(Pointing and labeling entries)
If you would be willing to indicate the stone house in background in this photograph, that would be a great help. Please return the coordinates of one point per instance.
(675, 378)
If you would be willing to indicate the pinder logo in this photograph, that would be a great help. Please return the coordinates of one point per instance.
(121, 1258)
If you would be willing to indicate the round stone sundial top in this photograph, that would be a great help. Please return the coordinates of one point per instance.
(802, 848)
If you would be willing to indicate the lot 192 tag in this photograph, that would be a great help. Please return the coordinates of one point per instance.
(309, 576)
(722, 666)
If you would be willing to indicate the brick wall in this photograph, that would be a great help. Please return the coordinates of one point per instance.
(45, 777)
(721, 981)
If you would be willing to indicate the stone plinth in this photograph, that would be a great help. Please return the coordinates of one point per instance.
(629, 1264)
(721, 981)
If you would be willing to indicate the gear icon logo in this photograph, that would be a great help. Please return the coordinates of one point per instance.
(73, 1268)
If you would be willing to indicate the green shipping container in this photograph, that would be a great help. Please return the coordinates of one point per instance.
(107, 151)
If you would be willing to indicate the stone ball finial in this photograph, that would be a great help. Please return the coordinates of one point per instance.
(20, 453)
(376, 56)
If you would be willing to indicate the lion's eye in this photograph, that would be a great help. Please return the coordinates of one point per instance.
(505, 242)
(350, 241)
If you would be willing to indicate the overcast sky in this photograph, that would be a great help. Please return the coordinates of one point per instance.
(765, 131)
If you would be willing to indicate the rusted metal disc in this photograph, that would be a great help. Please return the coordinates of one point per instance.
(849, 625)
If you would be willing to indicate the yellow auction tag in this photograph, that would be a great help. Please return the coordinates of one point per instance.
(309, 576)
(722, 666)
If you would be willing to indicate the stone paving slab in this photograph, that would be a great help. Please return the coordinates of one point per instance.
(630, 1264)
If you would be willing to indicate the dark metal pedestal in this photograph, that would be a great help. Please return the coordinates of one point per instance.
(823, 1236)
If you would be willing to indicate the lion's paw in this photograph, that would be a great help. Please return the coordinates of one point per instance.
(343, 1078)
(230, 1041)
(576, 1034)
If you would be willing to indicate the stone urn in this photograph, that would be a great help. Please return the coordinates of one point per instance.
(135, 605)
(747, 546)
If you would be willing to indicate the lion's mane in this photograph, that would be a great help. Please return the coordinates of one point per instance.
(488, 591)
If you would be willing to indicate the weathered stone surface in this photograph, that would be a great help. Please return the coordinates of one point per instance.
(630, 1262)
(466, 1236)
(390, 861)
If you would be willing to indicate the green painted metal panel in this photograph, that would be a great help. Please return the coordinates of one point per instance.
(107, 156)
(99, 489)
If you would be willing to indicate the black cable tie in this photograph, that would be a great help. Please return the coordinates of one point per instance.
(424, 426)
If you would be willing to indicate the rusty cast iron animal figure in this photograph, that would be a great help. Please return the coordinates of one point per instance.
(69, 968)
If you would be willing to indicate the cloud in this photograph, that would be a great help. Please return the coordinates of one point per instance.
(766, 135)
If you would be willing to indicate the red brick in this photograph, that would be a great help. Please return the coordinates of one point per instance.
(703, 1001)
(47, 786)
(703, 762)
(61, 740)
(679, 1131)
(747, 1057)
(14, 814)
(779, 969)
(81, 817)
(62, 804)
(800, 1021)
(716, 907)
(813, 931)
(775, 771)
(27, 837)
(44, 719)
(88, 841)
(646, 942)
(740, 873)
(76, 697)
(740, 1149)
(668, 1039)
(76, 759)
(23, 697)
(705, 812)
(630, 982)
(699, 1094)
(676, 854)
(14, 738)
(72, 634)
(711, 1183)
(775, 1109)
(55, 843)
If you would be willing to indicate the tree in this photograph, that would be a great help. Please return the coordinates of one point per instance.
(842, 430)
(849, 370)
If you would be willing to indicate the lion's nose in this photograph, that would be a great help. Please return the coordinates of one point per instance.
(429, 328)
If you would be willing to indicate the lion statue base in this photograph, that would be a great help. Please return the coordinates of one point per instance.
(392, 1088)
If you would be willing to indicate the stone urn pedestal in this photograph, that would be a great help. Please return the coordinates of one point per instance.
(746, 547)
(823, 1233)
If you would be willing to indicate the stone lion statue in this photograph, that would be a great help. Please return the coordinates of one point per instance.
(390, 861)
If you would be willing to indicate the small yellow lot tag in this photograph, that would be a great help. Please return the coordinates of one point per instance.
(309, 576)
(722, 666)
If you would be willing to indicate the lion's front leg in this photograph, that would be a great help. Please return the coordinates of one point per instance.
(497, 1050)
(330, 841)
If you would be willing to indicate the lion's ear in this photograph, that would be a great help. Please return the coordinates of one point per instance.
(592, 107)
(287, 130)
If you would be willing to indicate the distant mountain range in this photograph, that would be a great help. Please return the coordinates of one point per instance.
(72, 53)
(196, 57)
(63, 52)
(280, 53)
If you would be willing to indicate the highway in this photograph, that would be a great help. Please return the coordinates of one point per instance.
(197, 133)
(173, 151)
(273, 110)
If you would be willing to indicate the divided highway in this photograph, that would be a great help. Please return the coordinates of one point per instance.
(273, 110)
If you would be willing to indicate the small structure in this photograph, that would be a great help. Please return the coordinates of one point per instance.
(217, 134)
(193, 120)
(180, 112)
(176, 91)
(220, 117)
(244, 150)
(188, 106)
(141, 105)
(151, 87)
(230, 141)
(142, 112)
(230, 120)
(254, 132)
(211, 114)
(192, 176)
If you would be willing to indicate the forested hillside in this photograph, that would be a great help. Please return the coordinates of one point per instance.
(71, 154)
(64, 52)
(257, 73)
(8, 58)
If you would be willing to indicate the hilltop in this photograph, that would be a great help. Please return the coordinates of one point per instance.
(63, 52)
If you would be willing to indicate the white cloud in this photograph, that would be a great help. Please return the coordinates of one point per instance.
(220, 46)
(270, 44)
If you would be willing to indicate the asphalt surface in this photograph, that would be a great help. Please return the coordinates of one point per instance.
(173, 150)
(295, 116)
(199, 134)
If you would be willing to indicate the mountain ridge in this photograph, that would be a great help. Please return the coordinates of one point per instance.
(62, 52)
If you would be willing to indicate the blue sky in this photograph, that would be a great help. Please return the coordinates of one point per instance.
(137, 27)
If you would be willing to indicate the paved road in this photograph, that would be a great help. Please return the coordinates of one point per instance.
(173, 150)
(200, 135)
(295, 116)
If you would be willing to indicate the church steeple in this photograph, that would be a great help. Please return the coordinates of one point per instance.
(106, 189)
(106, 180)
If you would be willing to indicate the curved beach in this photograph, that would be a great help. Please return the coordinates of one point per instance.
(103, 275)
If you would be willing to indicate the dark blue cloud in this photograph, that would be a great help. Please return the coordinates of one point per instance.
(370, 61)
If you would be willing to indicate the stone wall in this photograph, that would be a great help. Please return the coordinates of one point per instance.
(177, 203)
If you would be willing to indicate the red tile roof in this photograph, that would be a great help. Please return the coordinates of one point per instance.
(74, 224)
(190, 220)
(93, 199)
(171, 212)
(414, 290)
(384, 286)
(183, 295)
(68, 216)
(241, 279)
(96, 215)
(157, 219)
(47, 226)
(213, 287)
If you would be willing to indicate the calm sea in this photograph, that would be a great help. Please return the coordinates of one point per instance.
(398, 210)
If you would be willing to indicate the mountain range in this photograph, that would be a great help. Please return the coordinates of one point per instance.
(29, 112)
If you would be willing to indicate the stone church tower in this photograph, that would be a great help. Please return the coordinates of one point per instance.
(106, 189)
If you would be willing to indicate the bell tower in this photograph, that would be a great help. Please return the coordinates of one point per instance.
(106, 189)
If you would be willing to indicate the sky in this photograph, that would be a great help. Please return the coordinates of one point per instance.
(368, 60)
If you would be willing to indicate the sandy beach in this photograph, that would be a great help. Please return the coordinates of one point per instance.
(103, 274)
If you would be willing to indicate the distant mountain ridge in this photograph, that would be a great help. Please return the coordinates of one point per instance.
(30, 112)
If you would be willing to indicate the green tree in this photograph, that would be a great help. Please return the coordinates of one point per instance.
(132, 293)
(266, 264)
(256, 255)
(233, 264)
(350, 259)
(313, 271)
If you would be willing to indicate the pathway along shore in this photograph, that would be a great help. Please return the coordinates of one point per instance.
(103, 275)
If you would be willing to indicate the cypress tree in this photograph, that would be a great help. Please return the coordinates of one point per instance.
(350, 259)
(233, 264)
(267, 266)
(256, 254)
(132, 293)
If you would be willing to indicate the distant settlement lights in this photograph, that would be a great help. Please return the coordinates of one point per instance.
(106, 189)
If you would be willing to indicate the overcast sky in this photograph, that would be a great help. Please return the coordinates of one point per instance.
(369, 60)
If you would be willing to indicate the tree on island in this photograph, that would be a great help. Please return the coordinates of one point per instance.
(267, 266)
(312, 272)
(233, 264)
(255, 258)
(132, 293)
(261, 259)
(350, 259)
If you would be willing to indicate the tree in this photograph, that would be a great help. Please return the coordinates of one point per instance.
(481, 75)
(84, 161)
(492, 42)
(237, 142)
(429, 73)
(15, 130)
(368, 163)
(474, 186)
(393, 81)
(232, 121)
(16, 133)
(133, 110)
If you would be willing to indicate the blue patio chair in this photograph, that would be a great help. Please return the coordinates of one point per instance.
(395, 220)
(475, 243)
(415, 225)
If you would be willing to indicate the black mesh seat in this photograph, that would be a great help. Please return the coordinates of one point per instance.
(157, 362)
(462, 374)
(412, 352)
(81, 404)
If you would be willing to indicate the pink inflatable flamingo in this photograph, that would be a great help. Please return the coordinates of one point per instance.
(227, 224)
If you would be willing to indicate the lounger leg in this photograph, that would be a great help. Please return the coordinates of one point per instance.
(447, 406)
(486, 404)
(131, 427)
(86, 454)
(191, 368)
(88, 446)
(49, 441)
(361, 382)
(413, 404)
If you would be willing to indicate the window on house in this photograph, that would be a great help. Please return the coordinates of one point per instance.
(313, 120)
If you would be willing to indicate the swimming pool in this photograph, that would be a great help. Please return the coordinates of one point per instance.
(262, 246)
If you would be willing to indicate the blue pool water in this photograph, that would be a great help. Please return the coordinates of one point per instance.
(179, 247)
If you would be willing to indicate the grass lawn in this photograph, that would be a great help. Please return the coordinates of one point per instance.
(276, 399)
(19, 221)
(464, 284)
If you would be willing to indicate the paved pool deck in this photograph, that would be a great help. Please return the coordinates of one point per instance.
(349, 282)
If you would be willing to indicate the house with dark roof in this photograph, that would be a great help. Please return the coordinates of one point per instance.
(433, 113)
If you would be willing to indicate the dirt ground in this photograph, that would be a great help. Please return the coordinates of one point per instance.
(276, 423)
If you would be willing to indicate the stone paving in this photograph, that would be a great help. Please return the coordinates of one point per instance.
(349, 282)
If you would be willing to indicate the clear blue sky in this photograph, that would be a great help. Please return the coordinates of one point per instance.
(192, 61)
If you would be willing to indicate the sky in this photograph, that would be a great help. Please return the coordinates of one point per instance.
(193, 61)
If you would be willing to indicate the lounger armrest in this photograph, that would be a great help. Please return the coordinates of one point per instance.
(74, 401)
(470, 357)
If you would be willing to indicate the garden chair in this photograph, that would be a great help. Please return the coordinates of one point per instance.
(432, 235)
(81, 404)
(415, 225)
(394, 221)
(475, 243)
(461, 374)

Short problem: Copy only the stretch running from the line containing "If you would be willing to indicate the paved pool" to the final line of the entries, both ends included, exactly as it stands.

Response:
If you would be willing to indicate the paved pool deck in this photograph, that would be a great help. Please return the coordinates of one point per instance.
(349, 282)
If you would be willing to indicate the house with dark roof in this photograph, that would be a great help. Please return the coordinates of one point per instance.
(433, 113)
If you would be willing to indicate the dirt ground in this photograph, that would be a great help. Please return the coordinates of one point per instance.
(276, 423)
If you would be willing to indicate the stone paving in this photograph, that would be a great help. Please return the coordinates of one point per instance.
(349, 282)
If you would be willing to indicate the clear blue sky in this photograph, that would be a great help. Please return the coordinates of one point per instance.
(192, 61)
If you would be willing to indicate the sky in this photograph, that would be a great help. Please return the coordinates of one point per instance.
(193, 61)
If you would be willing to indicate the lounger armrest in this photograph, that would be a great help. Please return the coordinates of one point per instance.
(74, 401)
(470, 357)
If you would be willing to indicate the garden chair in this photograph, that would be a great help. Please return the coordinates of one point per instance.
(432, 235)
(81, 404)
(415, 225)
(394, 221)
(475, 243)
(461, 374)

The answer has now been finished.